Vers un ministère de la Vérité?

Publié le 10 décembre 2021
Quelques politiciens perdent leur sang-froid. Ils plaident pour des sanctions contre les diffuseurs de fausses informations.

Traduction d’un article de Rainer Stadler paru sur Infosperber


L’imbroglio quotidien de faits, d’affirmations et d’opinions sur la pandémie de coronavirus est de plus en plus tendu. Quelques politiciens veulent désormais faire preuve de plus de lucidité. Y compris avec le code pénal. 20 Minuten a cité mercredi la conseillère nationale Greta Gysin (Verts): «Nous avons besoin de mesures pénales pour demander des comptes aux auteurs de fake news». Selon elle, quiconque produit et diffuse volontairement de fausses informations doit en être responsable. Gysin est vice-présidente de la Commission des institutions politiques du Conseil national.

La conseillère nationale PS Edith Graf-Litscher, active dans la politique des médias, est du même avis. Elle a déclaré à 20 Minuten qu’il fallait des règles de transparence pour que les diffuseurs de fake news puissent être identifiés et tenus de rendre des comptes. Le conseiller national PS Jon Pult veut quant à lui lancer une initiative parlementaire visant à infliger des amendes aux plates-formes qui diffusent de fausses informations.

* ENTRÉES FOURNIES
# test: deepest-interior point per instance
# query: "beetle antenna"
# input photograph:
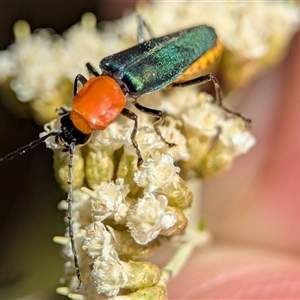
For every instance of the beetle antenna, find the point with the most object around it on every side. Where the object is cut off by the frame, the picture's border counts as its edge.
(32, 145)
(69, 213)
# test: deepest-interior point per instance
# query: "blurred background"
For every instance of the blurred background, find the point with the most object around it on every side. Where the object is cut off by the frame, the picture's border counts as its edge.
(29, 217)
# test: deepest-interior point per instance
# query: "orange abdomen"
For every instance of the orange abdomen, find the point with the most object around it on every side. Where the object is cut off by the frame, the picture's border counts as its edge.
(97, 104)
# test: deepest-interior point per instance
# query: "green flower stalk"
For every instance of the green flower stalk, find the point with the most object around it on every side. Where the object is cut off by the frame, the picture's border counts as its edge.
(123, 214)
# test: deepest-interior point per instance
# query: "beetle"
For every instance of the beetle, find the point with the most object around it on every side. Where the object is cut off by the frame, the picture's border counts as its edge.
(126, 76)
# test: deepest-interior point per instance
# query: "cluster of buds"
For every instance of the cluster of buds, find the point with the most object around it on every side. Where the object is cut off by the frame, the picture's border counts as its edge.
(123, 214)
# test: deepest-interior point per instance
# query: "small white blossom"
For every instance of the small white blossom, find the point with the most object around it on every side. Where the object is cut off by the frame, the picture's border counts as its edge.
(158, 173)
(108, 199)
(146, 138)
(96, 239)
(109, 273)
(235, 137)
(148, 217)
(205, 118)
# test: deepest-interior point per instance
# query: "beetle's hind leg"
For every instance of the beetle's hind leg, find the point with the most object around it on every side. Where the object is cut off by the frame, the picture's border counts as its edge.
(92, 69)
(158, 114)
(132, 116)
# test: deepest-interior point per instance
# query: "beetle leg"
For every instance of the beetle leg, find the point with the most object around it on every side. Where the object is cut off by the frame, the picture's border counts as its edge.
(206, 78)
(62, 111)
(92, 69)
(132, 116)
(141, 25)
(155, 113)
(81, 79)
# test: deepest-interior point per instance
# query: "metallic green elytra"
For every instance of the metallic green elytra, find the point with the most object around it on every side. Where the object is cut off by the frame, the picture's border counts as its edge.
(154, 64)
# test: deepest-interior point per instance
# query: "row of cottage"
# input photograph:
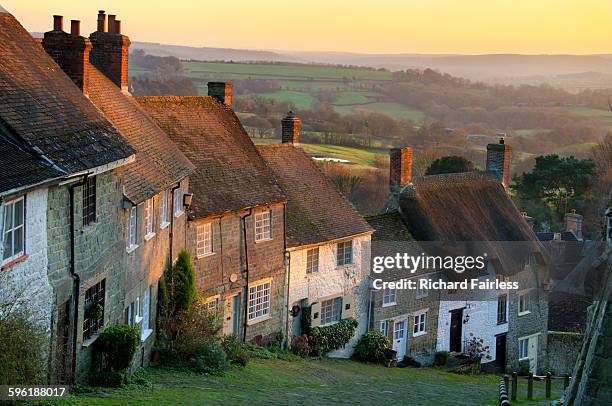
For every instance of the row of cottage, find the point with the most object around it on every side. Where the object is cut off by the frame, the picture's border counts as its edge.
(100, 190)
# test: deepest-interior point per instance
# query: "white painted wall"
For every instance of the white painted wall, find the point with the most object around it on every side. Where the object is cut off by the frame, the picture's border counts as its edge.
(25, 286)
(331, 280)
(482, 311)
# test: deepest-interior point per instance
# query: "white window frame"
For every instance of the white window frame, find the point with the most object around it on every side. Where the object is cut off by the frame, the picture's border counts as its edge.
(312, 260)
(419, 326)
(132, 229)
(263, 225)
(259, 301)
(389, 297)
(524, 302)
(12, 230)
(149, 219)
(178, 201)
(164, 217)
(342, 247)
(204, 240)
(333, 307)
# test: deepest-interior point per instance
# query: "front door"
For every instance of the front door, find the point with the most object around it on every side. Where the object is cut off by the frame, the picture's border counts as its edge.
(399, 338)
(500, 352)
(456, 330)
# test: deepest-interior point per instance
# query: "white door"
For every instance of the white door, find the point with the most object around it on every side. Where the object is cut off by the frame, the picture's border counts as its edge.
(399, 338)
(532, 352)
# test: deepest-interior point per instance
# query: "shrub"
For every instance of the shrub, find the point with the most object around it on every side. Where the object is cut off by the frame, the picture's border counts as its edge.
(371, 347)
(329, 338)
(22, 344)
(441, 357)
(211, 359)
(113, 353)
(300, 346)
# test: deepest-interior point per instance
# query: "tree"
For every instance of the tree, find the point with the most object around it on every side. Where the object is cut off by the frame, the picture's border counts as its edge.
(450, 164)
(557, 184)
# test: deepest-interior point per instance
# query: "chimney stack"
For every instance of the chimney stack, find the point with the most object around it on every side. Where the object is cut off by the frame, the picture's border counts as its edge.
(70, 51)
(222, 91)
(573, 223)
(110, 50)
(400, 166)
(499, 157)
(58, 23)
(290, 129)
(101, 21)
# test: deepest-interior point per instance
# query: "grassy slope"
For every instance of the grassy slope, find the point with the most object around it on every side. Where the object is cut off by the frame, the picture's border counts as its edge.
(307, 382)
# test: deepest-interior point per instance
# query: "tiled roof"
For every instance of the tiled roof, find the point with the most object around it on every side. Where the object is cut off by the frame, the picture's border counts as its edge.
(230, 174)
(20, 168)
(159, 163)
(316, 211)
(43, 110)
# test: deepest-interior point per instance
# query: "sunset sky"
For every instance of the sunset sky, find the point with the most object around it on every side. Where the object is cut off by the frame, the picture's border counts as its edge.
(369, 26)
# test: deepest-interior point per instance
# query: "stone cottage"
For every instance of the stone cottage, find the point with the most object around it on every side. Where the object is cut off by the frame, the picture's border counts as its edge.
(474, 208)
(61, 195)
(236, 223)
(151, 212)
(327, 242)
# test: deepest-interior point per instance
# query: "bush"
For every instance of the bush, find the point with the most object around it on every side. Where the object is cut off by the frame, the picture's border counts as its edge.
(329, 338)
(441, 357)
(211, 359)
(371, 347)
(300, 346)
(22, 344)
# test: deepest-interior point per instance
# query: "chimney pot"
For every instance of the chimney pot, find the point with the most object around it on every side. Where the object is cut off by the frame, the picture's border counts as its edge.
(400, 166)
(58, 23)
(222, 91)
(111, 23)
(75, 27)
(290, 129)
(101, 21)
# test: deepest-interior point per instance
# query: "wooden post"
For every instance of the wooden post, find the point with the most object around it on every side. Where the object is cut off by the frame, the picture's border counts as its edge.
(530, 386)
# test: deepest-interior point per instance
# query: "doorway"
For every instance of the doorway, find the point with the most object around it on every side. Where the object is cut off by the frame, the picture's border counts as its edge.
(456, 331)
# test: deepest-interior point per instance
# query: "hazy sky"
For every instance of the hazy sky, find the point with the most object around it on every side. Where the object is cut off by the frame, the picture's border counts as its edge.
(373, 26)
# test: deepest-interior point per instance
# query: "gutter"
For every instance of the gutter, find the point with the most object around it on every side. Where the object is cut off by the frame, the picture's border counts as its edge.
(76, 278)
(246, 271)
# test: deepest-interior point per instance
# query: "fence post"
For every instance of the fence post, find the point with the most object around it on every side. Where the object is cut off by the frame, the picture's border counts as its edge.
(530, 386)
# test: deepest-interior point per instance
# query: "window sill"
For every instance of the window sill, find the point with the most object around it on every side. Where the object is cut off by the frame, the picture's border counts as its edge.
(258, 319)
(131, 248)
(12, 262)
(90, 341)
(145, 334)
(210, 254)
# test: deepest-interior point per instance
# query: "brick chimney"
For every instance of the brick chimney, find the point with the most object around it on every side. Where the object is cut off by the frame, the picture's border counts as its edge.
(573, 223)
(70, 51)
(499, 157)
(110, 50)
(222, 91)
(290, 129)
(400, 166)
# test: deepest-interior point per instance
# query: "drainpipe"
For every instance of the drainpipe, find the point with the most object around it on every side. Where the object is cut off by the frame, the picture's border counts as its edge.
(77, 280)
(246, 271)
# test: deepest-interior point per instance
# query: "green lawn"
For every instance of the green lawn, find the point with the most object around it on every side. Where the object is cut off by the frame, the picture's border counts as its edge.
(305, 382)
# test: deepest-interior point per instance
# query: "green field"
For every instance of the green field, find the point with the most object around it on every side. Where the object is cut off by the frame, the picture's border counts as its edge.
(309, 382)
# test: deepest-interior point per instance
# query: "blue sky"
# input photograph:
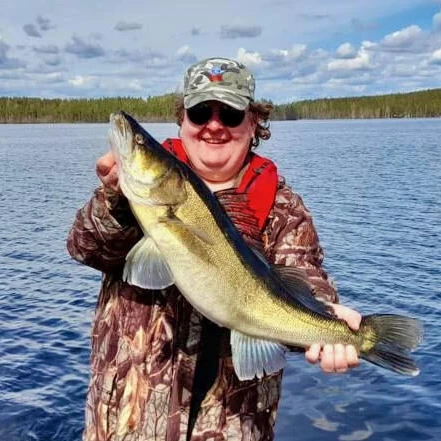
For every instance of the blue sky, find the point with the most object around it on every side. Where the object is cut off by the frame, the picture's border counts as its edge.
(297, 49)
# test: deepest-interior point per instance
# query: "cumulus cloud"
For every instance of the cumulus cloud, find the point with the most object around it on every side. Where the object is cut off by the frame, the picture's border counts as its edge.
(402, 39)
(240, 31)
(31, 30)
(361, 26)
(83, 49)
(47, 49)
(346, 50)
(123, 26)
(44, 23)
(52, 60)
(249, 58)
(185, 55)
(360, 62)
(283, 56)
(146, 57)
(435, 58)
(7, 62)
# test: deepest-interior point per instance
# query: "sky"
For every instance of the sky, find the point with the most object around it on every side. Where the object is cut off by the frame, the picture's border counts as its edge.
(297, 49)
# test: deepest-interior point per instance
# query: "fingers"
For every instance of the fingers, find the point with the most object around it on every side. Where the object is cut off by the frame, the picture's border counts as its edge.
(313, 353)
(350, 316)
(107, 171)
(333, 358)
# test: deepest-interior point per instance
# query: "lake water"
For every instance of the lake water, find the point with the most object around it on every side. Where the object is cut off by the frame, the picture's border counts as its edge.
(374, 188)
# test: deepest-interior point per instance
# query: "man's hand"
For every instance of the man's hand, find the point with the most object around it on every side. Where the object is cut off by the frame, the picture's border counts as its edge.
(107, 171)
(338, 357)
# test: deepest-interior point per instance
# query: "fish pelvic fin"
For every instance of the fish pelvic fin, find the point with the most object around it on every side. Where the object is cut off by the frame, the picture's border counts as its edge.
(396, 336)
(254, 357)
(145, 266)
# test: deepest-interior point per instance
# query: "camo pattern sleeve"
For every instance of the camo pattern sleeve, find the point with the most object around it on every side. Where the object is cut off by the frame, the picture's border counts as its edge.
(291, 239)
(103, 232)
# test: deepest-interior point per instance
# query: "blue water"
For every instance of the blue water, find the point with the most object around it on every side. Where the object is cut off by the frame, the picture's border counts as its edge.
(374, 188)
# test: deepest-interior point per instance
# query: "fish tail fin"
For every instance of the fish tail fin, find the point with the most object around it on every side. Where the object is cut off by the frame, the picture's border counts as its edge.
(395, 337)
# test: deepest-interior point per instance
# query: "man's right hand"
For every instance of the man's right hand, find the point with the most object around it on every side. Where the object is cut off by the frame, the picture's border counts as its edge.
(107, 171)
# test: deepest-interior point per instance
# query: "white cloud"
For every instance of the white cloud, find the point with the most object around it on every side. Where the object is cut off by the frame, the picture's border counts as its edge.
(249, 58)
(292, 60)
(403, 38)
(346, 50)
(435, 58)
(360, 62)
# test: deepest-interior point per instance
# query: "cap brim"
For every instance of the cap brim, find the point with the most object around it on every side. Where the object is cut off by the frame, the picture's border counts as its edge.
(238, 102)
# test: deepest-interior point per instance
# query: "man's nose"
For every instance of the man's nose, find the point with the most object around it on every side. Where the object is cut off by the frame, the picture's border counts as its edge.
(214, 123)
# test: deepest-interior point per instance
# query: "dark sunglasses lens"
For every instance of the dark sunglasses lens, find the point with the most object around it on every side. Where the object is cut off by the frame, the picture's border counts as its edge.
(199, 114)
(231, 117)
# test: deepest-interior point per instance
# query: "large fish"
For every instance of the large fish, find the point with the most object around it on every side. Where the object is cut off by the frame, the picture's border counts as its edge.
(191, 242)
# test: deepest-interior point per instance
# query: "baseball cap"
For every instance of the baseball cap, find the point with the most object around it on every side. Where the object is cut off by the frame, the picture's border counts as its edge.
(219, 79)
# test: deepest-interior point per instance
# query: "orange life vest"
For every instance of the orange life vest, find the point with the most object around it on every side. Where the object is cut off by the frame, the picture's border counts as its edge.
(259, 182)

* VOTRE OBJECTIF
Extrayez l'intégralité de l'article sur les sanctions envisagées contre les diffuseurs de fausses informations, sans y apporter la moindre modification. Les entrées sont indépendantes de l'article et forment un matériau distinct.

* RÉSULTAT ATTENDU
Vers un ministère de la Vérité?

Publié le 10 décembre 2021
Quelques politiciens perdent leur sang-froid. Ils plaident pour des sanctions contre les diffuseurs de fausses informations.

Traduction d’un article de Rainer Stadler paru sur Infosperber


L’imbroglio quotidien de faits, d’affirmations et d’opinions sur la pandémie de coronavirus est de plus en plus tendu. Quelques politiciens veulent désormais faire preuve de plus de lucidité. Y compris avec le code pénal. 20 Minuten a cité mercredi la conseillère nationale Greta Gysin (Verts): «Nous avons besoin de mesures pénales pour demander des comptes aux auteurs de fake news». Selon elle, quiconque produit et diffuse volontairement de fausses informations doit en être responsable. Gysin est vice-présidente de la Commission des institutions politiques du Conseil national.

La conseillère nationale PS Edith Graf-Litscher, active dans la politique des médias, est du même avis. Elle a déclaré à 20 Minuten qu’il fallait des règles de transparence pour que les diffuseurs de fake news puissent être identifiés et tenus de rendre des comptes. Le conseiller national PS Jon Pult veut quant à lui lancer une initiative parlementaire visant à infliger des amendes aux plates-formes qui diffusent de fausses informations.